> [Selection]:
☆ ☆ ☆ ☆ ☆ ☆ ☆
- Digital cover

Studio album by Twice
- Released: November 12, 2021
- Studio: JYPE Studios (Seoul)
- Genres: Disco-pop; synth-pop;
- Length: 48:31
- Languages: Korean; English;
- Labels: JYP; Republic;

Twice chronology
| Perfect World (2021) | Formula of Love: O+T=<3 (2021) | #Twice4 (2022) |

Singles from Formula of Love: O+T=<3
- "The Feels" Released: October 1, 2021; "Scientist" Released: November 12, 2021;

= Formula of Love: O+T=＜3 =

Formula of Love: O+T=<3 (Note: Read as "O plus T equals heart". For its definition, see .) is the third Korean studio album (sixth overall) by South Korean girl group Twice. It was released on November 12, 2021, by JYP Entertainment and Republic Records. It consists of sixteen tracks, including the group's first English single, "The Feels", and lead single "Scientist". The album is primarily a disco-pop and synth-pop record that also incorporates other genres such as Latin pop, hip hop, and R&B.

Formula of Love: O+T=<3 received universal acclaim and was a commercial success. The album sold over 700,000 units during its pre-order period and became Twice's best-selling album to date, surpassing a record previously held by More & More (2020). It debuted at number three on the Billboard 200 with 66,000 album-equivalent units, becoming the group's fourth and highest entry on the chart.

== Background ==
Formula of Love: O+T=<3 is Twice's third Korean-language studio album, following Eyes Wide Open (2020). It was the group's third release in 2021, following their tenth Korean extended play, Taste of Love, and third Japanese album, Perfect World.

Formula of Love: O+T=<3 was first teased by Twice member Chaeyoung on September 13, 2021, in the behind-the-scenes video for her photoshoot with OhBoy! magazine. At the end of the music video of Twice's first English single, "The Feels", a full-length album scheduled to be released in November 2021 was teased. The name of the album and its release date was revealed on October 8. A preview showing the four versions (Note: Study About Love, Break It, Explosion, and Full of Love.) of the physical album was posted on October 12, and pre-orders began later that day. On October 29, the album's track listing was announced.
☆ ☆ ☆ ☆ ☆ ☆ ☆
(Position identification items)
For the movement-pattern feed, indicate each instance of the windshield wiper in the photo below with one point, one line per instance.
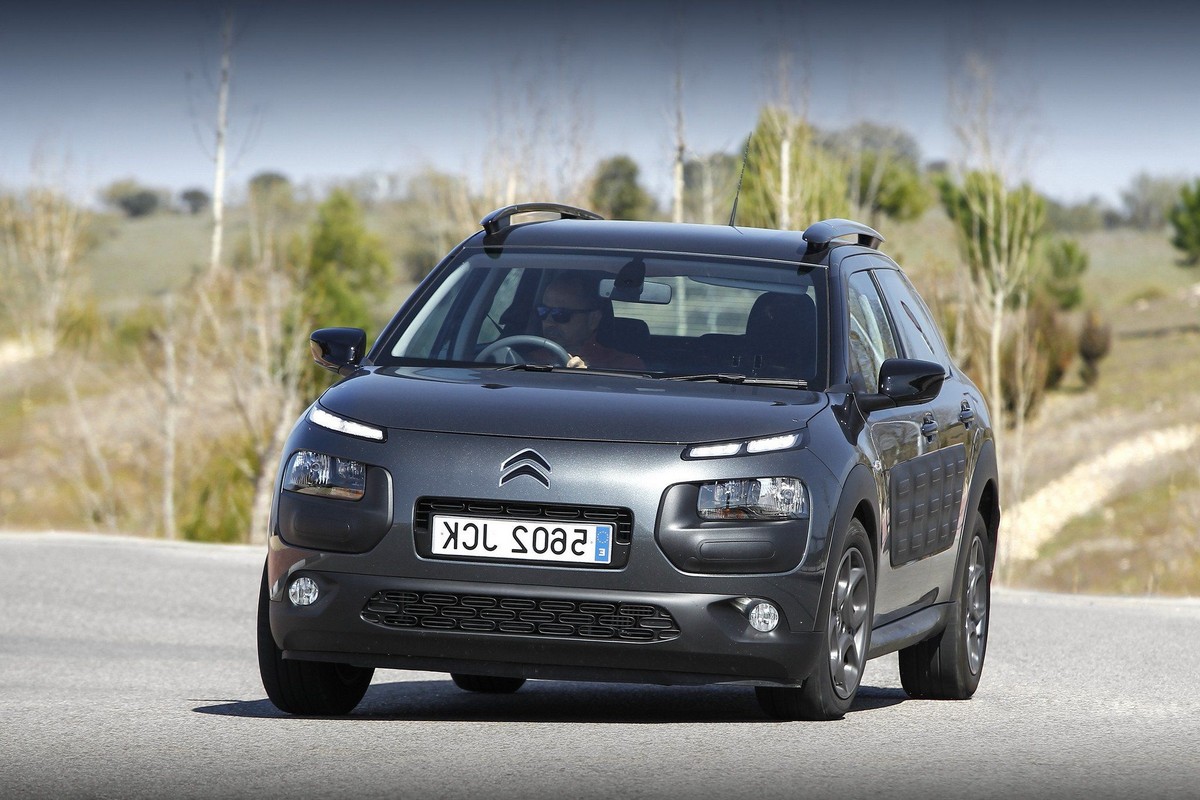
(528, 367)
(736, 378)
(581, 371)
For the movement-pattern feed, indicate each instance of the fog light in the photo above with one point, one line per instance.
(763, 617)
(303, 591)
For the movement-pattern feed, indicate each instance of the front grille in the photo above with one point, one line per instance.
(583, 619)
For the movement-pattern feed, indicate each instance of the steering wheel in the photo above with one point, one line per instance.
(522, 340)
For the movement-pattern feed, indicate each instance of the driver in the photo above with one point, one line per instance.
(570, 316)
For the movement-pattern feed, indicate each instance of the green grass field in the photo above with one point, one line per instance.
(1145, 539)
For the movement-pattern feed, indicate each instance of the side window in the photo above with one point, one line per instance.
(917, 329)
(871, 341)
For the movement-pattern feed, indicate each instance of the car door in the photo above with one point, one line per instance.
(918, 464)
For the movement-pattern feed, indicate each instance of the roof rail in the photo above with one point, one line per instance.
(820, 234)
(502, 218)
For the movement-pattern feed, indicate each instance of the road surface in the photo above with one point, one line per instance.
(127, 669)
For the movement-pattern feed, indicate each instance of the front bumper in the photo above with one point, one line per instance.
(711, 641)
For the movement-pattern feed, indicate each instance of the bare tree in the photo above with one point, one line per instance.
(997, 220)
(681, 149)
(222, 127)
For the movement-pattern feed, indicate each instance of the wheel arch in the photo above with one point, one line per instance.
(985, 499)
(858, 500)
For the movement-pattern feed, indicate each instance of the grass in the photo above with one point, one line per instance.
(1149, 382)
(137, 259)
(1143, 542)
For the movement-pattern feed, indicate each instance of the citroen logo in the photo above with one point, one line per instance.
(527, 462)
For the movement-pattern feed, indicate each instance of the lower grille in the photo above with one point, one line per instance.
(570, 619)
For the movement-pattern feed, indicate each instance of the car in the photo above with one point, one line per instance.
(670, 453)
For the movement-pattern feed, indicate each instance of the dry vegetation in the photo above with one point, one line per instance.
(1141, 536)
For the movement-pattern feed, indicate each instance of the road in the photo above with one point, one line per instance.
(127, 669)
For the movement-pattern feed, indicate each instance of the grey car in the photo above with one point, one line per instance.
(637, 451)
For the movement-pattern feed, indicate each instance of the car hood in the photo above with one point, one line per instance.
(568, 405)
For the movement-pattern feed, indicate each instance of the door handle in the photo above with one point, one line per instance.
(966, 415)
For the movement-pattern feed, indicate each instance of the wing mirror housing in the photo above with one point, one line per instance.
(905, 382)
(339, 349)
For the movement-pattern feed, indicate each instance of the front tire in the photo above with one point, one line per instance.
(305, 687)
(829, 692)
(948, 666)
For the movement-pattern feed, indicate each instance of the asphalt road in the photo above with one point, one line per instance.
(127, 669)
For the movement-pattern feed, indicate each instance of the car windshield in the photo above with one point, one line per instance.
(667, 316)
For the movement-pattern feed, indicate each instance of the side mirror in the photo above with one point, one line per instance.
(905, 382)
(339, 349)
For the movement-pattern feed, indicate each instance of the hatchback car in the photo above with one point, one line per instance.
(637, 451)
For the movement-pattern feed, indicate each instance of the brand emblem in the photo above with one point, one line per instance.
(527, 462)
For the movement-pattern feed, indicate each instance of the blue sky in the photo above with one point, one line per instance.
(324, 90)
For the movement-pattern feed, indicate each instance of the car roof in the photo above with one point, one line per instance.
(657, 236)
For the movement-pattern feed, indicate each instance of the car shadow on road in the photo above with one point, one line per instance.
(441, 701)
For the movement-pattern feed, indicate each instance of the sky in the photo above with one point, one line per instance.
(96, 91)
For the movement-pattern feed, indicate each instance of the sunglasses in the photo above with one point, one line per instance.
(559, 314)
☆ ☆ ☆ ☆ ☆ ☆ ☆
> [Task requirements]:
1. Which versions of the physical album does the album text name?
2. Rewrite a passage of the album text, beginning at the words that have "Formula of Love: O+T=<3 received" and stopping after "on the chart.", with "universal acclaim" changed to "widespread acclaim".

> [Responses to the tasks]:
1. Study About Love, Break It, Explosion, and Full of Love.

2.
Formula of Love: O+T=<3 received widespread acclaim and was a commercial success. The album sold over 700,000 units during its pre-order period and became Twice's best-selling album to date, surpassing a record previously held by More & More (2020). It debuted at number three on the Billboard 200 with 66,000 album-equivalent units, becoming the group's fourth and highest entry on the chart.